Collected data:
--------------------------------------------------

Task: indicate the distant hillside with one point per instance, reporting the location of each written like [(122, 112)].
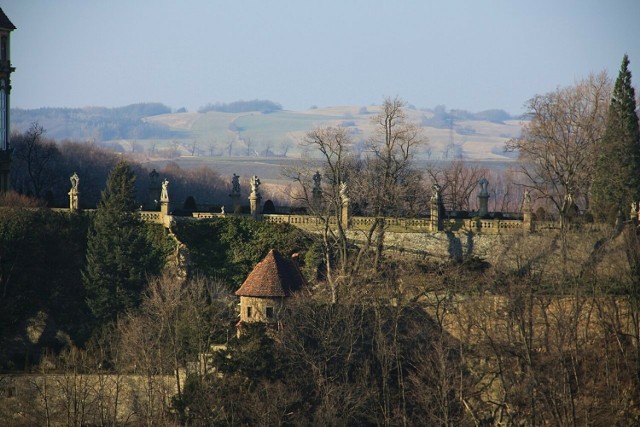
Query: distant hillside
[(262, 129), (95, 123)]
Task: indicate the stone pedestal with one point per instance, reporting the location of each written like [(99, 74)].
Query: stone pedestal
[(316, 199), (483, 202), (344, 214), (165, 208), (436, 208), (5, 169), (235, 202), (74, 200), (254, 203), (527, 215)]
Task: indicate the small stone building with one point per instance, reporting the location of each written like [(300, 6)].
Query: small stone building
[(263, 294)]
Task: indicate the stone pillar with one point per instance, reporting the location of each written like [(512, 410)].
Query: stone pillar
[(635, 212), (527, 215), (344, 206), (483, 198), (316, 193), (5, 170), (235, 193), (255, 198), (153, 198), (436, 208), (74, 194), (164, 198)]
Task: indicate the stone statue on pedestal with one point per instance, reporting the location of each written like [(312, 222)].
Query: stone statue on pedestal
[(74, 203), (255, 185)]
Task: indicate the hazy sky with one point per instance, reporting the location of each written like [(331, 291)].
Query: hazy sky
[(471, 54)]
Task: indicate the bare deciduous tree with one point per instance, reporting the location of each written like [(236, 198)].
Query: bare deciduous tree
[(557, 145)]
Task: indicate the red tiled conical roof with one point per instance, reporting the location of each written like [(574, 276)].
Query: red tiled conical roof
[(274, 276), (5, 23)]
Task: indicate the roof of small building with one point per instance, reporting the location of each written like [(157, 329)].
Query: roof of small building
[(5, 22), (274, 276)]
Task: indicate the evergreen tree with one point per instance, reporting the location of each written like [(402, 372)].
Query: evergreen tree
[(616, 181), (118, 253)]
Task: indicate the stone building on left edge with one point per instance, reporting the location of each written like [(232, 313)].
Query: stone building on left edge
[(264, 293)]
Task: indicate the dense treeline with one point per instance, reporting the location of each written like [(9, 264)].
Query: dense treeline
[(41, 168), (261, 105), (96, 123)]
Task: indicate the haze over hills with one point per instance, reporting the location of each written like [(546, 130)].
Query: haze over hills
[(251, 129)]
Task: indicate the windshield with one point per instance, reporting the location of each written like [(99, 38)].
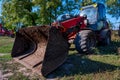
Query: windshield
[(91, 13)]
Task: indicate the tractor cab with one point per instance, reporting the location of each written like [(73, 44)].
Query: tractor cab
[(95, 14)]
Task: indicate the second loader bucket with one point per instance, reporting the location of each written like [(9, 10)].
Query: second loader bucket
[(41, 49)]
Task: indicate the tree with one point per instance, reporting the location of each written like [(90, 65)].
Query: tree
[(18, 13), (48, 10)]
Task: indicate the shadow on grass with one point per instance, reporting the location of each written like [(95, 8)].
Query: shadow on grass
[(75, 65), (111, 49)]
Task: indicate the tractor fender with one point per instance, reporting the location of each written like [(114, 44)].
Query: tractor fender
[(105, 32)]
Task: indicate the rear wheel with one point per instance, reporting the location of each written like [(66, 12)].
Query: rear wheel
[(85, 42)]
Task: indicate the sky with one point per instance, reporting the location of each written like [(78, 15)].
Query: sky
[(110, 18)]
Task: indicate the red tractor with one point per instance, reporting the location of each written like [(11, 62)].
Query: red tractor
[(87, 28), (44, 48), (6, 32)]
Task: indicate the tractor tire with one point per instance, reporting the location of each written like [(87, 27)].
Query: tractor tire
[(85, 42)]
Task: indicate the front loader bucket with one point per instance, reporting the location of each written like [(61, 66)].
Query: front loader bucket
[(41, 49)]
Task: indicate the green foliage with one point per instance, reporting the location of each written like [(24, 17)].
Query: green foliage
[(113, 7), (16, 13)]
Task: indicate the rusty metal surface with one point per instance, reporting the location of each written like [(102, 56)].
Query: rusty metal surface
[(41, 49)]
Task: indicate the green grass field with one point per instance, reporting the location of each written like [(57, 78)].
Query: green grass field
[(103, 65)]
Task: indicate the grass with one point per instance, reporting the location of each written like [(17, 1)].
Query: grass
[(104, 65)]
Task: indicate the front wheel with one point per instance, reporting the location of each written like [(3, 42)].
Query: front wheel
[(85, 42)]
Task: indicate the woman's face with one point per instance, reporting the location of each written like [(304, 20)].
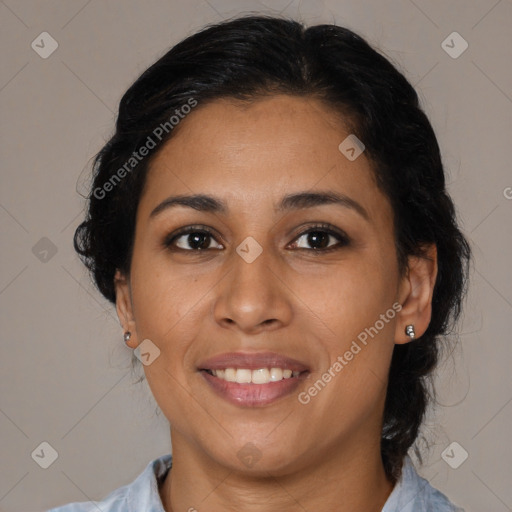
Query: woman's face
[(270, 289)]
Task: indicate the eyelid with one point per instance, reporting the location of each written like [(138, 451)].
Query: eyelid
[(330, 229)]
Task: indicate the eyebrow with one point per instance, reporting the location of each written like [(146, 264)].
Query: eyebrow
[(300, 200)]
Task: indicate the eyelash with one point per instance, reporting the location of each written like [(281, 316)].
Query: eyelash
[(329, 229)]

--------------------------------------------------

Return verbatim every line from the first line of the records through the line containing "[(274, 276), (5, 23)]", both included. Omit the pictures.

**Exercise solution:**
Task: indicate the distant hillside with one point per instance, reporting the location of each written like [(122, 112)].
Query: distant hillside
[(262, 129), (95, 123)]
Task: indicate the stone pedestal with one point per instance, reporting the location of each written like [(99, 74)].
Query: stone pedestal
[(316, 199), (483, 202), (344, 214), (165, 208), (436, 208), (5, 169), (235, 202), (74, 200), (254, 203), (527, 215)]
Task: indicate the small stone building with one point per instance, reporting the location of each written like [(300, 6)].
Query: small stone building
[(263, 294)]
Task: indicate the stone pillar with one point per instance, reporting the location of each written like [(512, 410)].
Query: stone pillar
[(635, 212), (527, 215), (344, 206), (483, 198), (316, 193), (5, 170), (235, 193), (255, 198), (153, 198), (436, 208), (74, 194), (164, 198)]
Task: indicate the stone statue on pedestal with one point per instance, reporting the location of each written like [(312, 222)].
Query: stone statue on pedestal
[(74, 203), (255, 185)]
Task: indicate the hazy sky with one point per instance, reporting the location of each written like [(331, 291)].
Query: hazy sky
[(471, 54)]
Task: indicate the bare deciduous tree with one point per instance, reporting the location of each written like [(236, 198)].
Query: bare deciduous tree
[(557, 145)]
Task: indicate the red tiled conical roof with one point per instance, reporting the location of each written like [(574, 276)].
Query: red tiled conical roof
[(274, 276), (5, 23)]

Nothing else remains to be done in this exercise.